> WORK INSTRUCTION
Set down, word for word, only the lines from the start of the records through the line bearing "Every instance of the leafy"; include no pictures.
___ DATA FOR REVIEW ___
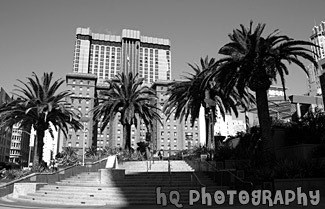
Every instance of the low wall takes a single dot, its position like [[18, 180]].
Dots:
[[50, 178], [306, 184], [300, 152]]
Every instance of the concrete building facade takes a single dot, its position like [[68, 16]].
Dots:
[[99, 57], [106, 55], [20, 145], [5, 136], [317, 38]]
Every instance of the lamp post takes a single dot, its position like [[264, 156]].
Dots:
[[189, 138], [84, 120], [30, 144]]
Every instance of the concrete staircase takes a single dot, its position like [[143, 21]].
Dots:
[[156, 166], [136, 188]]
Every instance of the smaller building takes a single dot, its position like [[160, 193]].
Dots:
[[20, 149], [5, 136], [173, 134]]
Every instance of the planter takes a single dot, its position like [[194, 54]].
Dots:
[[300, 152], [234, 164]]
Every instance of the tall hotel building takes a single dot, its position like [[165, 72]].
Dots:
[[98, 57], [318, 38], [105, 55]]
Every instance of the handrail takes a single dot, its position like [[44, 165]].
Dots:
[[229, 171], [198, 180], [34, 174]]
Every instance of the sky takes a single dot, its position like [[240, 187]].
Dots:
[[38, 35]]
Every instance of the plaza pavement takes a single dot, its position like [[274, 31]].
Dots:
[[7, 205]]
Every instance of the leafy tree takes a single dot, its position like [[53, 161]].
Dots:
[[39, 104], [68, 156], [254, 61], [189, 95], [134, 101], [92, 152]]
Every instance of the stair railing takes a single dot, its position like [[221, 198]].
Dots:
[[196, 179], [246, 184]]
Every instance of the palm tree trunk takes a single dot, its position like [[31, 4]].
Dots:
[[207, 127], [264, 118], [35, 158], [127, 136], [38, 148]]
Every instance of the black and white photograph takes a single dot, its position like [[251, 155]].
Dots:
[[118, 104]]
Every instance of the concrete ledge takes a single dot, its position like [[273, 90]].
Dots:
[[306, 184], [25, 188], [108, 175]]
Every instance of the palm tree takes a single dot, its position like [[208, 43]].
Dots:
[[254, 61], [135, 102], [38, 104], [188, 96]]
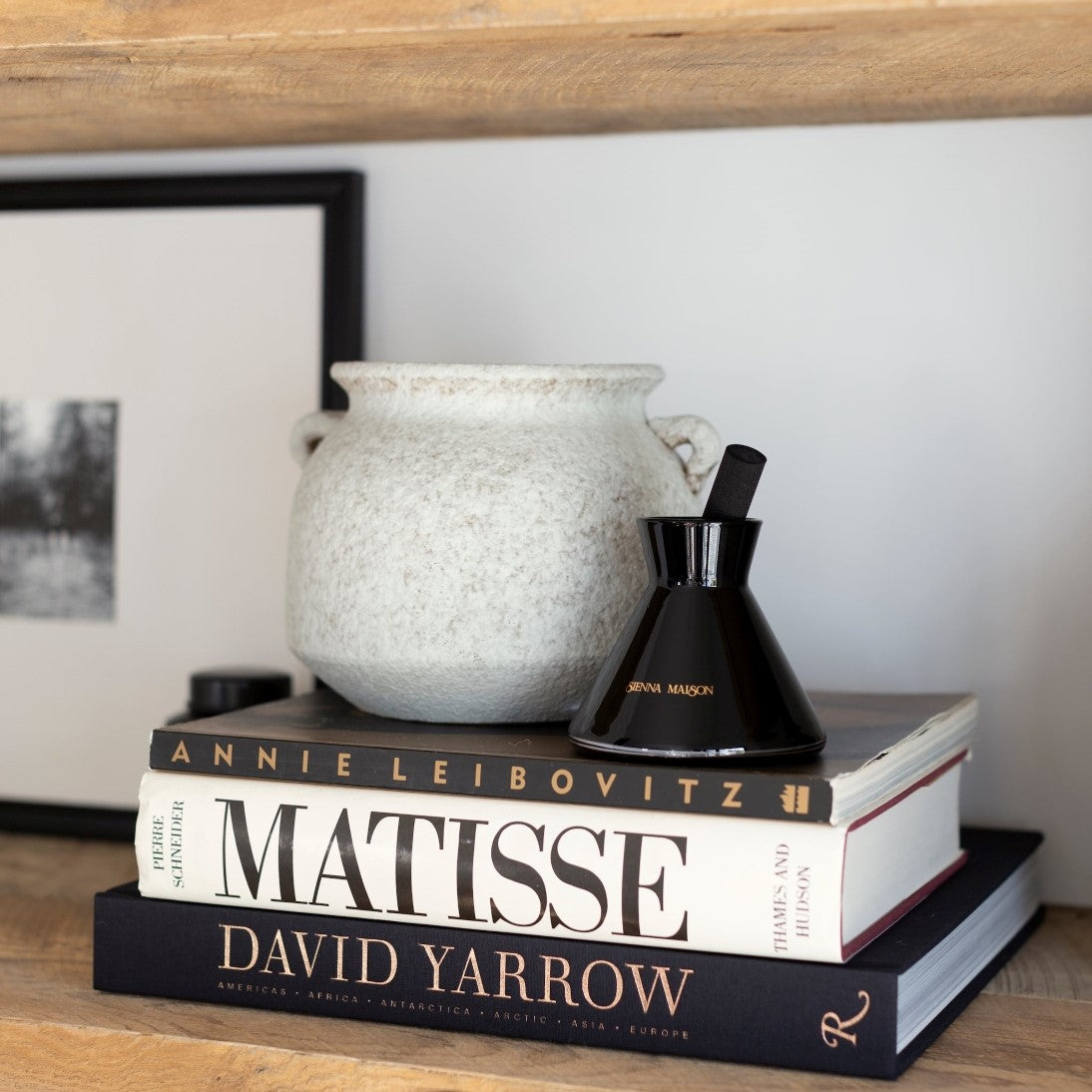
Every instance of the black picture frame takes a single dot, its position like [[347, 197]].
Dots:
[[339, 197]]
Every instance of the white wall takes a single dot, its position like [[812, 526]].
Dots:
[[898, 315]]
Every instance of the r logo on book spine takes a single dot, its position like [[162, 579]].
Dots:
[[833, 1028]]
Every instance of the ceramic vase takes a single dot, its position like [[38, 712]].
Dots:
[[463, 544]]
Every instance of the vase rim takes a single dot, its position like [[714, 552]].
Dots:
[[355, 372]]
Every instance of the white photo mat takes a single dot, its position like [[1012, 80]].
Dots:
[[205, 326]]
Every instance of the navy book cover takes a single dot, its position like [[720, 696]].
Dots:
[[836, 1018]]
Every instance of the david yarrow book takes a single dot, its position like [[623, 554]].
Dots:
[[875, 746], [760, 886], [869, 1017]]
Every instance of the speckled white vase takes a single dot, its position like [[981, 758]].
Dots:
[[463, 543]]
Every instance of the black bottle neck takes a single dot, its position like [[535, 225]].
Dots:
[[697, 552]]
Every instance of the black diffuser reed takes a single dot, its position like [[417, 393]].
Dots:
[[697, 673]]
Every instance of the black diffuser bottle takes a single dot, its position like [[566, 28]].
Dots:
[[697, 673]]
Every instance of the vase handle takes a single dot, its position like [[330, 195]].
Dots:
[[702, 438], [310, 430]]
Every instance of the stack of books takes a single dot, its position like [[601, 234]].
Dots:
[[831, 915]]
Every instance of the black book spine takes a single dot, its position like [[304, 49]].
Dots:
[[809, 1015], [712, 791]]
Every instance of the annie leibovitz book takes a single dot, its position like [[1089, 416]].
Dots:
[[671, 879], [875, 746], [869, 1017]]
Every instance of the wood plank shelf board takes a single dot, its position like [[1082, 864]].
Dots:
[[108, 76], [1032, 1028]]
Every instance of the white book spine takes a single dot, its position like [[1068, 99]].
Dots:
[[659, 878]]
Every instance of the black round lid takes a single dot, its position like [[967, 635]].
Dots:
[[223, 689]]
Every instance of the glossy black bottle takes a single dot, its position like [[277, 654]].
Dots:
[[697, 673]]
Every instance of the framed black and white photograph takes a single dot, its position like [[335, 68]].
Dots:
[[159, 337]]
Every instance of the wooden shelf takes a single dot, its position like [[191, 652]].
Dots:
[[1032, 1026], [103, 74]]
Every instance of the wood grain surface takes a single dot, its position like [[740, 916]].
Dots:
[[1031, 1029], [108, 74]]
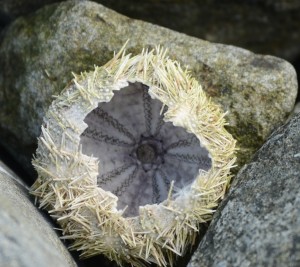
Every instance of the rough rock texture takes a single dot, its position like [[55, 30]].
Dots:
[[26, 238], [11, 9], [39, 53], [263, 26], [258, 223]]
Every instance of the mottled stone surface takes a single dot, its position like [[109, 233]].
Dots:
[[263, 26], [39, 53], [258, 223], [11, 9], [26, 238]]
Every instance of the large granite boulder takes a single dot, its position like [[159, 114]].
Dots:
[[258, 223], [26, 238], [263, 26], [39, 52]]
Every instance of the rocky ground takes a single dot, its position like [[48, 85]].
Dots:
[[257, 224]]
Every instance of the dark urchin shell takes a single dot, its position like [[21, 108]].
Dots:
[[80, 189]]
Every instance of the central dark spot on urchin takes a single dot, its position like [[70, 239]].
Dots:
[[140, 154], [146, 153]]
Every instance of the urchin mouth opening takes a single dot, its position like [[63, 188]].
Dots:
[[139, 153]]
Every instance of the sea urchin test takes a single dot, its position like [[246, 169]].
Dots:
[[132, 158]]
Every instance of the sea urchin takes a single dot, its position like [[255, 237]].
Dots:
[[132, 158]]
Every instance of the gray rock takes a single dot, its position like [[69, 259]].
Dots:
[[262, 26], [14, 8], [39, 53], [258, 223], [26, 238]]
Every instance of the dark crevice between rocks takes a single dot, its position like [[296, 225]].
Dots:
[[15, 166]]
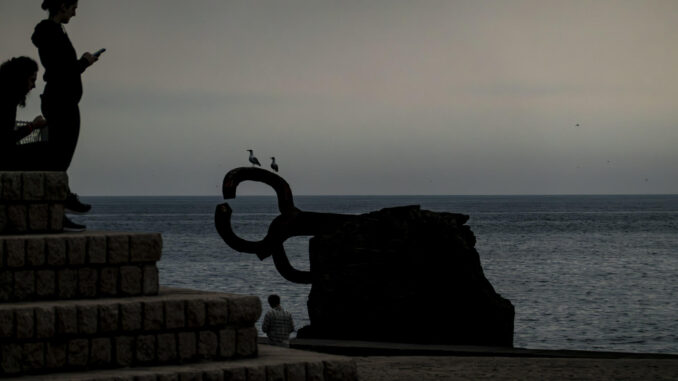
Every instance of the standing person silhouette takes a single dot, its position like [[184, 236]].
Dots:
[[17, 79], [63, 90]]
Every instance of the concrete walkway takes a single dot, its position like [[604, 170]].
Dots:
[[424, 368], [393, 361]]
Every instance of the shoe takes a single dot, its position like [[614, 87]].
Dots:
[[73, 204], [70, 226]]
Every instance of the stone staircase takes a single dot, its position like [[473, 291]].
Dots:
[[89, 306]]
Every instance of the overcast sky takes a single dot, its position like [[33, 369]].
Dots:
[[372, 97]]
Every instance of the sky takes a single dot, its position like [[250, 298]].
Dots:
[[371, 97]]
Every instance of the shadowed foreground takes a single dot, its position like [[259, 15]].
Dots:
[[421, 368]]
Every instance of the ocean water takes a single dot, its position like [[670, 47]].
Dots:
[[583, 272]]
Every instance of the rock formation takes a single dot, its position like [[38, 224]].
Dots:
[[404, 275]]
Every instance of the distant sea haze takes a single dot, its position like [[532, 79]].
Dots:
[[584, 272]]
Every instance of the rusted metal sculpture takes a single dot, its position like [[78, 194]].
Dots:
[[290, 223]]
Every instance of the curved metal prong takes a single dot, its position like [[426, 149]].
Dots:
[[235, 176], [222, 221]]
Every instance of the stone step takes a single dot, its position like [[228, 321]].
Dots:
[[175, 326], [32, 202], [78, 265], [272, 364]]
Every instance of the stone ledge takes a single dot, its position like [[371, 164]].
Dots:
[[271, 364], [32, 202], [176, 326], [78, 265]]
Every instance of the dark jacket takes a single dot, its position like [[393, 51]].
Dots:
[[62, 67]]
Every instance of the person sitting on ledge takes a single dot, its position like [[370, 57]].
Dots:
[[17, 79], [278, 323]]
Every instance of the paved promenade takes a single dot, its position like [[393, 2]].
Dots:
[[424, 368], [392, 362]]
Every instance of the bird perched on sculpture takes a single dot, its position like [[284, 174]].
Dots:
[[253, 159]]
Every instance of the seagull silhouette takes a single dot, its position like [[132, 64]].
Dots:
[[253, 159]]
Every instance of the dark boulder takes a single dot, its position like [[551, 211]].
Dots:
[[404, 275]]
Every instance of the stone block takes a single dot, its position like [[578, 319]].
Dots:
[[167, 347], [3, 221], [275, 372], [56, 217], [243, 309], [118, 248], [96, 249], [227, 342], [33, 186], [33, 356], [100, 352], [217, 311], [246, 341], [124, 350], [55, 354], [295, 372], [108, 284], [235, 374], [257, 373], [145, 247], [153, 315], [15, 252], [187, 345], [315, 371], [207, 344], [67, 283], [17, 218], [130, 280], [10, 358], [190, 375], [108, 317], [45, 322], [150, 283], [174, 314], [87, 282], [6, 324], [130, 316], [76, 248], [24, 284], [6, 285], [45, 283], [213, 375], [11, 186], [35, 252], [25, 323], [56, 186], [195, 313], [145, 348], [56, 251], [78, 353], [340, 370], [38, 217], [167, 377], [87, 319], [66, 319]]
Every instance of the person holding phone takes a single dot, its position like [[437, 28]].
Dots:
[[63, 89]]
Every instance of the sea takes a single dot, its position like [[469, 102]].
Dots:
[[583, 272]]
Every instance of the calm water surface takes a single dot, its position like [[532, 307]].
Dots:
[[584, 272]]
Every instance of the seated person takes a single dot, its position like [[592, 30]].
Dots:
[[17, 79]]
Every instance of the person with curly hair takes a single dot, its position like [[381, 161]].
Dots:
[[17, 79]]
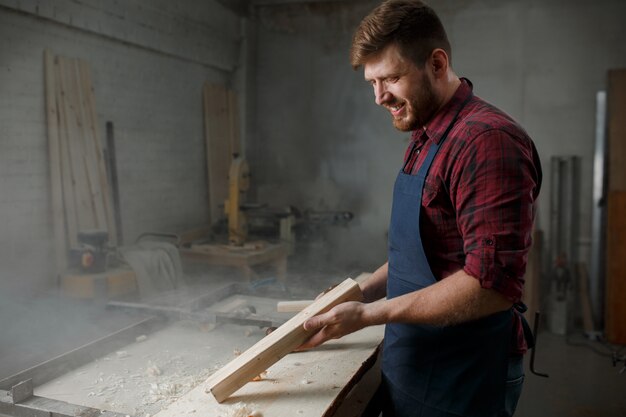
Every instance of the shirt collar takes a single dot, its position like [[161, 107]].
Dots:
[[436, 127]]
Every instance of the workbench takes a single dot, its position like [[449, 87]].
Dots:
[[164, 373], [336, 379]]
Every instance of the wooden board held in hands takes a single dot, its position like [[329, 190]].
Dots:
[[277, 344]]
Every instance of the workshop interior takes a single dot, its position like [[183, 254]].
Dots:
[[182, 181]]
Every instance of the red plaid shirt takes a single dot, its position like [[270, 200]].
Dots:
[[478, 203]]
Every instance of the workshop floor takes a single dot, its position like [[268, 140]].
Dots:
[[582, 380]]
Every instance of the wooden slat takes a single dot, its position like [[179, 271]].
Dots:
[[615, 312], [86, 199], [277, 344], [220, 143], [87, 137], [71, 219], [314, 383], [233, 116], [108, 221], [54, 153]]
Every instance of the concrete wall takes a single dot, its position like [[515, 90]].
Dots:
[[149, 61], [322, 142]]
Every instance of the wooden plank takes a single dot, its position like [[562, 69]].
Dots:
[[615, 311], [86, 138], [616, 99], [277, 344], [89, 104], [71, 219], [532, 285], [314, 383], [54, 154], [83, 204], [219, 148], [233, 116]]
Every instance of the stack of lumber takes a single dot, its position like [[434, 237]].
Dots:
[[221, 133], [615, 312], [81, 197]]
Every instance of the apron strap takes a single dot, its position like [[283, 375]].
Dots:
[[520, 309]]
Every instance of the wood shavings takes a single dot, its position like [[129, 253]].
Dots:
[[260, 377], [243, 410], [153, 370]]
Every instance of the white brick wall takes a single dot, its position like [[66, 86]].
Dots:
[[149, 60]]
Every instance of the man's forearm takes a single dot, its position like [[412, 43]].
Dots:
[[456, 299], [375, 287]]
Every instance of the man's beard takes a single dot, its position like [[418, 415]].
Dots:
[[419, 109]]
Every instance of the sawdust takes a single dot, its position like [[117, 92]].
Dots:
[[242, 410]]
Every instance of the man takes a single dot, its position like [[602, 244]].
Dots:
[[460, 232]]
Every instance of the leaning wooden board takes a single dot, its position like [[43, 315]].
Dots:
[[279, 343], [302, 384]]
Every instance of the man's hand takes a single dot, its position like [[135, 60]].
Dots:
[[339, 321]]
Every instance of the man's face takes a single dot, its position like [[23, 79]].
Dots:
[[402, 88]]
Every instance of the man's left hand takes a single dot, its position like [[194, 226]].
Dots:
[[339, 321]]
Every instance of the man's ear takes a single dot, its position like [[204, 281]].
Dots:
[[438, 63]]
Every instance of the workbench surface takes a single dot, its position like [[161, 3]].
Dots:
[[165, 374], [306, 384]]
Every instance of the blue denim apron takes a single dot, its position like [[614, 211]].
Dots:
[[432, 371]]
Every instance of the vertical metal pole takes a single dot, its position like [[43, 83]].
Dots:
[[555, 210], [598, 225], [114, 183]]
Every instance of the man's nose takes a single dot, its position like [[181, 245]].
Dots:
[[381, 94]]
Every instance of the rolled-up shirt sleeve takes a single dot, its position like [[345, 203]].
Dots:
[[497, 184]]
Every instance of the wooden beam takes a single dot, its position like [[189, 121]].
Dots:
[[54, 152], [277, 344], [315, 383]]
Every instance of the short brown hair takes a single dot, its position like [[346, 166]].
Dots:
[[411, 24]]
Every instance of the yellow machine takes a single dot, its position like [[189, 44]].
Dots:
[[238, 184]]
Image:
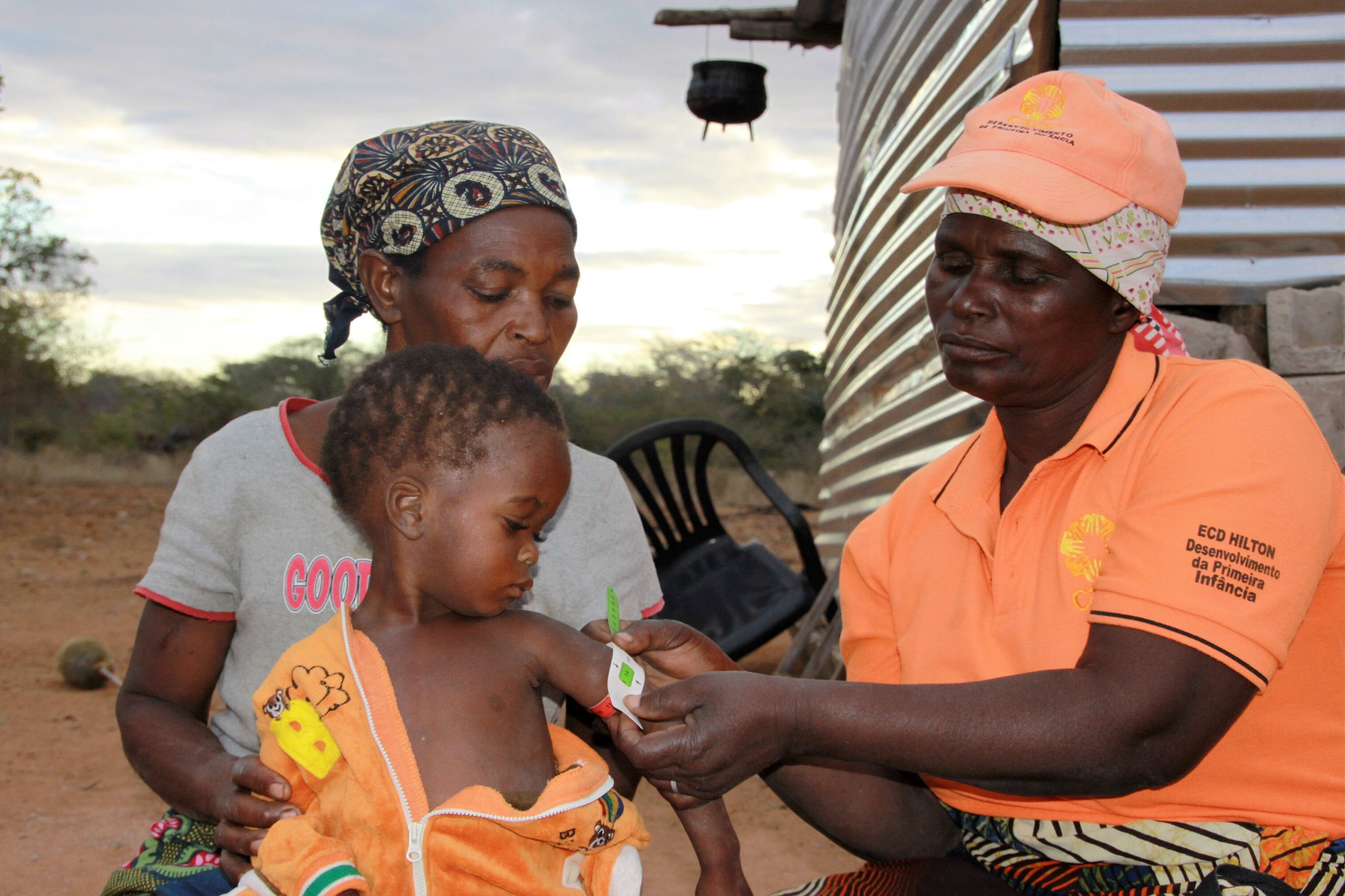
___
> EXERCISE SOLUTION
Every instance of the low wall takes a single dot, its position like [[18, 180]].
Dots:
[[50, 178], [306, 184], [300, 152]]
Every instance of the concrete building facade takes a single dot, its position like [[68, 16]].
Dots:
[[99, 57], [106, 55], [20, 145], [5, 136], [317, 38]]
Every instance of the lamp post takes a single dot, its position like [[264, 156]].
Dots:
[[189, 138], [84, 120], [30, 144]]
Every instance of the concrete staircase takes a single dot, its position like [[143, 21]].
Dots:
[[156, 166], [136, 188]]
Every instance of the smaller building takes a single dot, its position like [[160, 193]].
Dots:
[[20, 149], [5, 136], [173, 134]]
Every instance of the planter takes a single dot, its position like [[194, 54]].
Dots:
[[300, 152], [234, 164]]
Every instance of the tall hotel building takes a single dot, its position like [[165, 72]].
Dots:
[[98, 57], [318, 38], [105, 55]]
Every instance of the handrail takes a single dot, its position like [[44, 165]].
Dots:
[[229, 171], [198, 180], [34, 174]]
Every instance of the sky takes a single dot, its position like [[240, 187]].
Dots:
[[38, 35]]
Every instance of the plaza pavement takes a single dot, its position like [[274, 31]].
Dots:
[[7, 205]]
Every instance of the leafy tree takes a single dot, its position like [[53, 161]].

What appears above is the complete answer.